If you’ve been following this blog, you might know that I decided to be “the electrician” for my new home. That means I’ve taken on the task of designing the electrical system, doing all the in-wall wiring, and ultimately hooking up all light fixtures, ceiling fans, and outlets.

These posts will give you an idea of what I’ve been up to with the electricity since buying my property in July 2013:

Wow. I didn’t think I’d written so much about electrical power, but there it is.

Electricity is an important part of our lives. We don’t think much about the electrical power in our homes. Flick a switch, a light goes on. Plug in a device and power flows through it. We only notice it when it goes out or we get our bills. We normally don’t think much about what’s going on behind the scenes, inside the walls. The planning that puts outlets and light switches and ceiling fans in the “right” spot. The wires, the connections. Amperage. Circuits. How does the power get from the transformer on your property to your microwave oven? Most people have no idea of what a “home run” — as it relates to power in their homes — really is.

I do. I have a vast, intimate knowledge of all the power in my home because I’m the one who designed the system and ran all the wires.

A block of data:
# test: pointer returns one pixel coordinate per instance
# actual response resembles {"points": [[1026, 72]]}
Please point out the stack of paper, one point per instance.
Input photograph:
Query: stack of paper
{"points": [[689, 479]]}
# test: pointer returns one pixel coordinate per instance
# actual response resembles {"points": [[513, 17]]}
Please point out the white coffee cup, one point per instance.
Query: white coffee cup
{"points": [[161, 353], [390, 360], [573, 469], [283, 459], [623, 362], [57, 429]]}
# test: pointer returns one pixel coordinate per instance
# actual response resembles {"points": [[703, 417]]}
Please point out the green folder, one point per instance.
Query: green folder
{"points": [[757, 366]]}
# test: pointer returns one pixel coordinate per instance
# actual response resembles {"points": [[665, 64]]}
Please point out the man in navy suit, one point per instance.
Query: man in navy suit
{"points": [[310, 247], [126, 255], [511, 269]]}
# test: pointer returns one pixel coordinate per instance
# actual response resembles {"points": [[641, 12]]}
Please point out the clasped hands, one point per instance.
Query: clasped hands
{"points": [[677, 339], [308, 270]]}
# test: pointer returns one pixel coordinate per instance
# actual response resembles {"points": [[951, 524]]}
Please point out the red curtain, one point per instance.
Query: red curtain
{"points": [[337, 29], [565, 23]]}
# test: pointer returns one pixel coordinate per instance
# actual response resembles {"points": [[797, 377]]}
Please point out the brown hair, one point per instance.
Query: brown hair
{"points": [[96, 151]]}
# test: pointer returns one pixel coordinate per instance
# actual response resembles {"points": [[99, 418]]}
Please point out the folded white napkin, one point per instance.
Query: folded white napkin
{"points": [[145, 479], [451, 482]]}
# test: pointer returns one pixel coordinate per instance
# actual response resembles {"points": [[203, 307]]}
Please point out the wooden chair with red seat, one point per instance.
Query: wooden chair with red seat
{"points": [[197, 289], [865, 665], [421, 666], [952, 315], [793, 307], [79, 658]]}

▶ **Exercise brief**
Continue the blog excerpt about wiring a new home, starting right after its last sentence.

▶ **The output**
With a little help from friends, as I’ve mentioned elsewhere.

The Panel

After creating all the circuits you can read about in the last few entries listed above, I wound up with about 20 lengths of Romex wire dangling out of a cavity in the wall between my stairs and RV garage. Each length of wire represented one circuit, from the lights in my living room to the outlets, lights, and exhaust fan in my bathroom, to my water heater, to my stove/oven.

Romex is good stuff, mostly because each gauge — or thickness — is color coded. 14 gauge for 15 amp circuits is white, 12 for 20 is yellow, 10 for 30 is orange, and 6 for 50 is black. This would make it easy to match the wire to the correct circuit breaker amperage.

As I ran each home run, I used a Sharpie to write on the end of the wire, labeling it for its circuit. For example, KIT 1 and KIT 2 were my two kitchen circuits, BATH was for the bathroom, and LR TV was for the northeast side of the living room while LR OFFICE was for the northeast side. Although I never came up with a formal electrical plan for my place, I did keep track of each circuit on a sheet of paper. This helped me keep track of which circuits I had, what amperage it needed, and what my progress was on each one.

An Ugly Mess
After running all the home runs, I was left with this mess at the circuit panel. (You should have seen it before I neatened it up.) The round thing is my Internet router, which I hung up there temporarily. I’m going to have the local cable company re-do the Internet wiring so the router can be in my office area upstairs.

Of course, what I had at the circuit panel end was a big mess. Everyone who looked at it — especially the county and electrical inspectors — wondered how I was going to get the wires into the circuit panel neatly, without the Romex being exposed below 8 feet. I wondered, too.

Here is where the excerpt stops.